*Description of the task*
Put the part of the listing from the line containing "Please indicate the motorcycle" through the end of the listing, inclusive, into a two-column CSV with the headers instruction and output. Write one row per instruction, placing its text and its answer each in a single quoted field with line breaks replaced by spaces.

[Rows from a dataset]
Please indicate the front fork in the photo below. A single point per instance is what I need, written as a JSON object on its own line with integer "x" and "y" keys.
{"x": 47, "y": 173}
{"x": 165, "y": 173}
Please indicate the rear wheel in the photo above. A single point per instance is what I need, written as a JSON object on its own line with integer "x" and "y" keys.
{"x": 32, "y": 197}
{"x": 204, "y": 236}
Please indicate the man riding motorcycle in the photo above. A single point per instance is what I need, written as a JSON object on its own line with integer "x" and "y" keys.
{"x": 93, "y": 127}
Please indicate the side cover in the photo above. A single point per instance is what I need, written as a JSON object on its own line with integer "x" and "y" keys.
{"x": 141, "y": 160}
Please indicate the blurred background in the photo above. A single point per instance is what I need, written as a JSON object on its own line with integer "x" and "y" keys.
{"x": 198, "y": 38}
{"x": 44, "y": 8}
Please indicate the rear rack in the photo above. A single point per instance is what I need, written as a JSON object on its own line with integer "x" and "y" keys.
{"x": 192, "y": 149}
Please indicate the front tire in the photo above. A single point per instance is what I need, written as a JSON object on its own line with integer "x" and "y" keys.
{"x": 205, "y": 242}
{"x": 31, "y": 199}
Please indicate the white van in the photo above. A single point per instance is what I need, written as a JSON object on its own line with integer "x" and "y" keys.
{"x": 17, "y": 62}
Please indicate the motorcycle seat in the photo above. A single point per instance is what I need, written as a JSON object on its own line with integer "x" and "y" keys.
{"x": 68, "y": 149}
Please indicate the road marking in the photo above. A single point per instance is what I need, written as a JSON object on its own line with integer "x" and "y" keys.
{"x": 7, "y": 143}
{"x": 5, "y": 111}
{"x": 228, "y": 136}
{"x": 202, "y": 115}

*Complete output*
instruction,output
"Please indicate the motorcycle seat in the photo above. A single point per instance is what I need, written as a JSON object on its own line with integer ""x"" and ""y"" keys.","{""x"": 68, ""y"": 149}"
"Please indicate the road marking in the photo above. A single point per instance is what I need, written as a JSON object on its own line with integer ""x"" and ""y"" keys.","{""x"": 7, ""y"": 143} {""x"": 5, ""y"": 111} {""x"": 228, ""y"": 136} {""x"": 202, ""y"": 115}"